— Start SUPPLIED MATERIAL —
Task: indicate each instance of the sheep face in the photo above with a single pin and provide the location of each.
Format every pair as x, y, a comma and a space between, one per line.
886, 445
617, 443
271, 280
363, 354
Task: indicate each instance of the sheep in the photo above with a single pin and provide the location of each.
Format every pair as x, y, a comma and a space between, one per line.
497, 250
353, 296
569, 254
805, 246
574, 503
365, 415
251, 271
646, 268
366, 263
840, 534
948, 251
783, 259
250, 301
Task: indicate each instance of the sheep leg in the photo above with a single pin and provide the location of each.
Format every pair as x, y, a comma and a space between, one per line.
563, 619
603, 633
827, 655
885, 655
— End SUPPLIED MATERIAL —
◆ **WHAT YOU NEED TO DO**: Reproduce all of the entries above in full, requests included, and increase every coordinate in the answers by 115.

◆ **OUTPUT**:
Task: indicate each instance of the sheep face in the photo above with a single pin and provide the location of each.
Format every pair as x, y, a comma and a space between, one per line.
1001, 560
732, 558
386, 395
478, 469
Task: indicate each instance of the sheep in the photo above with a single pin and provide the location of each.
Format every pair as x, y, a comma and a space between, one per line.
612, 365
468, 411
684, 369
920, 361
689, 618
480, 530
366, 386
761, 383
481, 378
955, 649
1063, 366
898, 374
365, 416
Task: indicate each instance of the sheep leg in the photo above with a single pin and provide the location of each.
Format every pair as x, y, a comma and a space between, one per line.
678, 734
718, 748
942, 770
1000, 770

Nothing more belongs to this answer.